*Data for this exercise*.

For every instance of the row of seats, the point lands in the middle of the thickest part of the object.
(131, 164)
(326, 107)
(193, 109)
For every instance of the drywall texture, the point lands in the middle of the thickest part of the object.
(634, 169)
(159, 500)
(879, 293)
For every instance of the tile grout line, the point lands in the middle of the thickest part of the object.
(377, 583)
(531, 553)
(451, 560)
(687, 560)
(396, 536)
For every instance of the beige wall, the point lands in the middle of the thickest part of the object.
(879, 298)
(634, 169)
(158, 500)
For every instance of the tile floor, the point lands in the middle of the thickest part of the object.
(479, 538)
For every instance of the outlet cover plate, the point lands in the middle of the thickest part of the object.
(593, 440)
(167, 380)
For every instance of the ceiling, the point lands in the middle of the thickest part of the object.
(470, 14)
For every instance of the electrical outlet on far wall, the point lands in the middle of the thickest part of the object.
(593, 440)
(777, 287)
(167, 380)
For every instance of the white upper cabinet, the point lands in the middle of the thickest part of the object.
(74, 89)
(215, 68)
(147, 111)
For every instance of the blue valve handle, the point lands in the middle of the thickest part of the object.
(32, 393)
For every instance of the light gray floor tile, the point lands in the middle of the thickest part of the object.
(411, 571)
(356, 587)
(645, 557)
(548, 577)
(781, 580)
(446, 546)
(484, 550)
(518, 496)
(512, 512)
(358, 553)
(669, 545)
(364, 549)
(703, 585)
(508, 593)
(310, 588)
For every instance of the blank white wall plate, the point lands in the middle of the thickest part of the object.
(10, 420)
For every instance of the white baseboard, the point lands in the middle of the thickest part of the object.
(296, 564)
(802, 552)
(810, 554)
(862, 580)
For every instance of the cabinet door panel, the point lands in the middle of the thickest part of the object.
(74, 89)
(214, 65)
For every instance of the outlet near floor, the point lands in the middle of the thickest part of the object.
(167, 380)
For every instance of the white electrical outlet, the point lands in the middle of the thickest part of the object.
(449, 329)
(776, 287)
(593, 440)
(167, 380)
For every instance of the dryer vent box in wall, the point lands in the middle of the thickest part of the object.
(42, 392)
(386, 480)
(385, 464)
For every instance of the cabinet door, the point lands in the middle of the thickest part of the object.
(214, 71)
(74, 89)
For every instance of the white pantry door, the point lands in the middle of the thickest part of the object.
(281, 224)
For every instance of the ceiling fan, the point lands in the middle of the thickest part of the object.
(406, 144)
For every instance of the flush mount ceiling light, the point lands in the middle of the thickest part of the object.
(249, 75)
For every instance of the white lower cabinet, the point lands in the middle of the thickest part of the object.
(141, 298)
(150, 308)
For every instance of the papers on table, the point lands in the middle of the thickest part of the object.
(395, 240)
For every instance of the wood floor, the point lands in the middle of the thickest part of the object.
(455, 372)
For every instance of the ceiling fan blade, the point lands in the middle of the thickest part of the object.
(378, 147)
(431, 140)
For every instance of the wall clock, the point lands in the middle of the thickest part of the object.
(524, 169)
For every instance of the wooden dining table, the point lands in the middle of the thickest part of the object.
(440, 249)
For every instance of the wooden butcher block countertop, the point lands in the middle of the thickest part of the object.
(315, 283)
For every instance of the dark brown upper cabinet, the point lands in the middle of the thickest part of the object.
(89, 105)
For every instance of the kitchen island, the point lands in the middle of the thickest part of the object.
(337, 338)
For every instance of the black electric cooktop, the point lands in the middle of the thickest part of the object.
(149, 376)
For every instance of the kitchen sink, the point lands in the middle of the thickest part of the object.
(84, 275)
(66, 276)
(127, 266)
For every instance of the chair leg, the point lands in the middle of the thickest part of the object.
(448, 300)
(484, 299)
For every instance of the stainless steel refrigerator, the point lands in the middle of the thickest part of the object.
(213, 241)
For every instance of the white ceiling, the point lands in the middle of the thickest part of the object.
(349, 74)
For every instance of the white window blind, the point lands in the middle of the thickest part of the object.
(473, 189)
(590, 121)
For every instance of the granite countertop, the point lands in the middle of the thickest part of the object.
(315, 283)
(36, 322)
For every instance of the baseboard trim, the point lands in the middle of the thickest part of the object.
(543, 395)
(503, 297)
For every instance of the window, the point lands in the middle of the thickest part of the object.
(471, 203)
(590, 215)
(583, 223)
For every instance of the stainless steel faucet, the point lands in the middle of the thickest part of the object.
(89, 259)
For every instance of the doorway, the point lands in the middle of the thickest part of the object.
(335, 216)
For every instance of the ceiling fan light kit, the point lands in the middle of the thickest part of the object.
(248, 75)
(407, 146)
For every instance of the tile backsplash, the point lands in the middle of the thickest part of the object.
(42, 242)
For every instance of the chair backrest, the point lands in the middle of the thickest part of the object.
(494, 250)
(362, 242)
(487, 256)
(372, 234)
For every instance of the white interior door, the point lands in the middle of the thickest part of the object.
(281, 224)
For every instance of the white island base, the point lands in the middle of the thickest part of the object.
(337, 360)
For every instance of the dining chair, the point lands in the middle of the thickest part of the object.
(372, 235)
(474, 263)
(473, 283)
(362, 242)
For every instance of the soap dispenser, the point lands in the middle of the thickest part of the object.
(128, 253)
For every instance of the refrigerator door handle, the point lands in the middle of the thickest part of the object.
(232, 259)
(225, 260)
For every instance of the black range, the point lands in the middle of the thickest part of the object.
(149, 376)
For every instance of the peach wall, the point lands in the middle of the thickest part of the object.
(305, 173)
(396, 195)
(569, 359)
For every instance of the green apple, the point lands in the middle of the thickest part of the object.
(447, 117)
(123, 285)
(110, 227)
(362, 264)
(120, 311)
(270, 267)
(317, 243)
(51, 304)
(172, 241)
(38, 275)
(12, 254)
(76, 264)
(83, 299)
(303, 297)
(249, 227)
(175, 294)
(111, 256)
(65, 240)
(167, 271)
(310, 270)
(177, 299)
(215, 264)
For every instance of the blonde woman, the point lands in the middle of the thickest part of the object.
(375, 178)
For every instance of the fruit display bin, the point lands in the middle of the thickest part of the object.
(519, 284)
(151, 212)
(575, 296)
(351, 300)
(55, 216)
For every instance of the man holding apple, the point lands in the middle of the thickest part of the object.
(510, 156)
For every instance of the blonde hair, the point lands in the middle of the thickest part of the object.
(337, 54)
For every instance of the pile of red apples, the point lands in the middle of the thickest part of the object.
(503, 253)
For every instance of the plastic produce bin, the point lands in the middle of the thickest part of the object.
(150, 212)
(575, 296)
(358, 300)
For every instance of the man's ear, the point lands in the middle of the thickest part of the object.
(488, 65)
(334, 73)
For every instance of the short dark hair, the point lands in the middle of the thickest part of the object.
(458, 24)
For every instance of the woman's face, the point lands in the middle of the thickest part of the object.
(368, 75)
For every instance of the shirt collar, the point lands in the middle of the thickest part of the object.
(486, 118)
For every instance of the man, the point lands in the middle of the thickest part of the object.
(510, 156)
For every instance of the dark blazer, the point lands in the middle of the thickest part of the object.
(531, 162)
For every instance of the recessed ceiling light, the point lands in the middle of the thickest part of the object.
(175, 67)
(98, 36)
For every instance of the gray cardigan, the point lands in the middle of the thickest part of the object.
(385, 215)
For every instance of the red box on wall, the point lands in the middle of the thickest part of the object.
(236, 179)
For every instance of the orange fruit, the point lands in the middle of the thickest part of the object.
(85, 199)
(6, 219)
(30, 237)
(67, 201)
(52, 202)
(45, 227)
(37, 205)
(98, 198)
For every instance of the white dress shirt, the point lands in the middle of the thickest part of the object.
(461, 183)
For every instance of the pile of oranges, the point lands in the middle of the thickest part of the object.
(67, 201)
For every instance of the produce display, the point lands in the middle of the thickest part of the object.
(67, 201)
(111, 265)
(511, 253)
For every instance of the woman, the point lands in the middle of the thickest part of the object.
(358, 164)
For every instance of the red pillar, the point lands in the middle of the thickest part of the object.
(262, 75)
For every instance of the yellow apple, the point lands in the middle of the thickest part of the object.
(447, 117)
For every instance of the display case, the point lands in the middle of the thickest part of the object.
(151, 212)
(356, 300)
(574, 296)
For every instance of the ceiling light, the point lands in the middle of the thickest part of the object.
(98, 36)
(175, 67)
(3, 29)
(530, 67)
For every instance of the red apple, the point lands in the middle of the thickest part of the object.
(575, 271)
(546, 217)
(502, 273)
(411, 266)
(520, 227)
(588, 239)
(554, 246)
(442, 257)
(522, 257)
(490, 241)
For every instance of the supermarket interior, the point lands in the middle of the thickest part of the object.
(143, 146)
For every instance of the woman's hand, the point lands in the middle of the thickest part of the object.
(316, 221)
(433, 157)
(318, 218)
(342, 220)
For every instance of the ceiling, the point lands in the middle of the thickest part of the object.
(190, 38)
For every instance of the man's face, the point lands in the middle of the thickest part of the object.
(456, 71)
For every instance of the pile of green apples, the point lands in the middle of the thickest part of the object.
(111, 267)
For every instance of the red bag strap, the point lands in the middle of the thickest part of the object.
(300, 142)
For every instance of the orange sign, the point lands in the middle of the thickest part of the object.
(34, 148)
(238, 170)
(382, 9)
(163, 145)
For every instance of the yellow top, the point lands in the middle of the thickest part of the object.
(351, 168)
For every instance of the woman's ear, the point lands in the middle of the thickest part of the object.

*Your goal*. Give back exactly the lines from the one containing "For every instance of the pile of green" through the end of the listing above, with both ends included and nothing added.

*Written reply*.
For every instance of the pile of green apples, the point lands in the middle of the thickest part of the object.
(111, 267)
For every instance of the red bag strap, the point lands in the middle of the thickest part of the object.
(300, 142)
For every instance of the orange sign, the point lands in the middle of the thickest part of the object.
(34, 148)
(238, 170)
(382, 9)
(163, 145)
For every instance of the yellow top, the point lands in the middle of the thickest part of the object.
(351, 168)
For every instance of the woman's ear, the point lands in the middle of the thickest part of the object.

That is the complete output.